Exercise material Start Marker

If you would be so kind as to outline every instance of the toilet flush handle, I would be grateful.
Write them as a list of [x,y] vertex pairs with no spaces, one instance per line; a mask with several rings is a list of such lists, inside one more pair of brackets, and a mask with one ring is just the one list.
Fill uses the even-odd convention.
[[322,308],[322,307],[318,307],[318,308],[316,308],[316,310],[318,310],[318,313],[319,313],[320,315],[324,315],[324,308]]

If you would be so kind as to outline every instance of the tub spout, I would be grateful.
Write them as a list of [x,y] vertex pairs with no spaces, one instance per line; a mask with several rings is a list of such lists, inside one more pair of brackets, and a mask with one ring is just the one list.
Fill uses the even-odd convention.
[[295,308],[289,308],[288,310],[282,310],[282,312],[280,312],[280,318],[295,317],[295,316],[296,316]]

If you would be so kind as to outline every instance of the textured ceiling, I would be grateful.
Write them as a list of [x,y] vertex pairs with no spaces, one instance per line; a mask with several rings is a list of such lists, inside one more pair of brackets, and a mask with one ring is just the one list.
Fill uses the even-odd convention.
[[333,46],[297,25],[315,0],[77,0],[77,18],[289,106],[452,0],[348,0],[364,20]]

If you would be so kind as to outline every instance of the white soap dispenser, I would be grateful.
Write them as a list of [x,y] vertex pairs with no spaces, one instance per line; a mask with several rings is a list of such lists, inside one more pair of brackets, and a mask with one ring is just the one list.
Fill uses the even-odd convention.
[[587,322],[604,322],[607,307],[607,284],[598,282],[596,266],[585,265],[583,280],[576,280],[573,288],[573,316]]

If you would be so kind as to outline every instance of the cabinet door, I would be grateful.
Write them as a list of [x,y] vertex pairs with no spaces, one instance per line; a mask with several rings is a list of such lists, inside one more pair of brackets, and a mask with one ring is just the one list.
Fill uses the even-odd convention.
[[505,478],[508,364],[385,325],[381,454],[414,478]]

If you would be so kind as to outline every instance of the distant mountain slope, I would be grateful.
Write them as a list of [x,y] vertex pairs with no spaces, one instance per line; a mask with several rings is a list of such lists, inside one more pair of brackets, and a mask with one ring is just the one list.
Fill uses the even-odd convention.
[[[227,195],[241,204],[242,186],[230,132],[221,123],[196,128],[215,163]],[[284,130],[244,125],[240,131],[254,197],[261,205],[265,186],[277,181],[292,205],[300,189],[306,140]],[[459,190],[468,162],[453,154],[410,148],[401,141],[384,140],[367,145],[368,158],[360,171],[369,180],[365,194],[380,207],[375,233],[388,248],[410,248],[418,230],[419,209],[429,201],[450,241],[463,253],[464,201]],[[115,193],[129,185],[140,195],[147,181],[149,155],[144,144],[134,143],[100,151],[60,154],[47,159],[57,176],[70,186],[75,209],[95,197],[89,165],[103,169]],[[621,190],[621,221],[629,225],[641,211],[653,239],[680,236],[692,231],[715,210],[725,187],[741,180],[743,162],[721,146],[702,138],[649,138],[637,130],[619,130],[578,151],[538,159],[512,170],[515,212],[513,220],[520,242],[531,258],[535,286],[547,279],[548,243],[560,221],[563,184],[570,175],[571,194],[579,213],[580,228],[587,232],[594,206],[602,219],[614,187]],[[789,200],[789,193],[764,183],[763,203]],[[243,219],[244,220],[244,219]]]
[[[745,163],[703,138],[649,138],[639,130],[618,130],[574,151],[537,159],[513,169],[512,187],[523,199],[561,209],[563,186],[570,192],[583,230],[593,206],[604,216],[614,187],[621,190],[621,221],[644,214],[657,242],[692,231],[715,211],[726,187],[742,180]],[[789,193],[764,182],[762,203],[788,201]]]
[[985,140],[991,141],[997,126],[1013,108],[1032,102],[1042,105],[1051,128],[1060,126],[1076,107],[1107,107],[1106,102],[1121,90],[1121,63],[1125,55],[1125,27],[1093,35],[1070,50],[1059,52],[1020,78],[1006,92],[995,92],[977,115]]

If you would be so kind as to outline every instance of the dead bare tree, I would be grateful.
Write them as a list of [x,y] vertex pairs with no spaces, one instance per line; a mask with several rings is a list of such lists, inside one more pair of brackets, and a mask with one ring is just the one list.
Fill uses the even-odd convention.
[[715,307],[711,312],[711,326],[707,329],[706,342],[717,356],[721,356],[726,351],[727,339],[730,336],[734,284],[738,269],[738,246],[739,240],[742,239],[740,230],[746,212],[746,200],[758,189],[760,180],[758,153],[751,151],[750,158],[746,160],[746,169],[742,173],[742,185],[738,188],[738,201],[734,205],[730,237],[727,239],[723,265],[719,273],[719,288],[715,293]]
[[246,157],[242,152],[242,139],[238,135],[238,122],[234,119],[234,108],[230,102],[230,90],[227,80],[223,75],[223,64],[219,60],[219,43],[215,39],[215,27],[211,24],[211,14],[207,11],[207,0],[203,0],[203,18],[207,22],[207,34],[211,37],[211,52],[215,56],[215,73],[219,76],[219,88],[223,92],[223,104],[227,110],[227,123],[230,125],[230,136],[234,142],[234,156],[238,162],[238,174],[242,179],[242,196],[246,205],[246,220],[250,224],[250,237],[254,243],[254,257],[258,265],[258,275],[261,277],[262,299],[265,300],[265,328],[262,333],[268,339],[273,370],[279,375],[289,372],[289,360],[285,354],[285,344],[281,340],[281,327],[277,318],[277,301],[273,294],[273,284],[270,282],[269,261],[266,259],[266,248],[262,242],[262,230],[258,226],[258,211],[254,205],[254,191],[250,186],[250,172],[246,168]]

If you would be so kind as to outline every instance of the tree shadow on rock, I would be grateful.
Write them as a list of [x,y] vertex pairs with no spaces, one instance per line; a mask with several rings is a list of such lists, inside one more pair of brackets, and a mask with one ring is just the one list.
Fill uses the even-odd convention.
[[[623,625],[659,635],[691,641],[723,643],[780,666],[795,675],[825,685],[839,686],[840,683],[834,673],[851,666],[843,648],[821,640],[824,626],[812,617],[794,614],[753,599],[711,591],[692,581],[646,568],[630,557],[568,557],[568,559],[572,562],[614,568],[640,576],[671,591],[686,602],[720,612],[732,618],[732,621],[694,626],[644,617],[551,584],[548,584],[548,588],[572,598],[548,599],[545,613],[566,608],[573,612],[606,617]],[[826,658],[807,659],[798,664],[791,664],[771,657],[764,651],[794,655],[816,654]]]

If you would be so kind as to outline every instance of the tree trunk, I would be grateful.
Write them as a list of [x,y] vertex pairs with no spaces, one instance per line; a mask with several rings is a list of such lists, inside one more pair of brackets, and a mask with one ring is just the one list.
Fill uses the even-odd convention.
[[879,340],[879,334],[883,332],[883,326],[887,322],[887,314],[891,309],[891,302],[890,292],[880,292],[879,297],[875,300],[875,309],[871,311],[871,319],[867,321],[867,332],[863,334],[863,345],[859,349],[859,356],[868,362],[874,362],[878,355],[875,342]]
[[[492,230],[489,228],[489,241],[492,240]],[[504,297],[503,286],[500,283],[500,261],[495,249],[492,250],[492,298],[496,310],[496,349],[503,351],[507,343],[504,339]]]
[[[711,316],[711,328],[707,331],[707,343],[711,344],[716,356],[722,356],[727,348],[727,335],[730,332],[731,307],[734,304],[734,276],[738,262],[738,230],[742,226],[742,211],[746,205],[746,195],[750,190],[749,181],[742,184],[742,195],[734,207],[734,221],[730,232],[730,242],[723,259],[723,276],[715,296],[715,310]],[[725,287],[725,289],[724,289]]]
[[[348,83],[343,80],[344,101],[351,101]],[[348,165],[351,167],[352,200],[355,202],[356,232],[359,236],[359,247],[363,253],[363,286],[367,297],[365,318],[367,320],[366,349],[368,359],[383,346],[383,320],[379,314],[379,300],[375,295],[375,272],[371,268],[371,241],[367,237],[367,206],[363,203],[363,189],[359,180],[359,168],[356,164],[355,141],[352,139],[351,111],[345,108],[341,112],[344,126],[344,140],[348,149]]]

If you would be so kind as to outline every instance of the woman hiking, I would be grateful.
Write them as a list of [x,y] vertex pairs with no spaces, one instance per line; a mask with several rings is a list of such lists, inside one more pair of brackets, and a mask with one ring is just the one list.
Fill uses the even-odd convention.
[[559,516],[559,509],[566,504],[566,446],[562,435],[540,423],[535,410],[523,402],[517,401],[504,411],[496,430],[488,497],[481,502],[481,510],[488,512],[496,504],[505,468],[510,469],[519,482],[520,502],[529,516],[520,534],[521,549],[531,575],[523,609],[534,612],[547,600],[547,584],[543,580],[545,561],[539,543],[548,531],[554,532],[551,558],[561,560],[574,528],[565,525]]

Exercise material End Marker

§ What you have to do
Note how many lines of the entries contain the string "kind", then give that number by itself.

§ Task output
10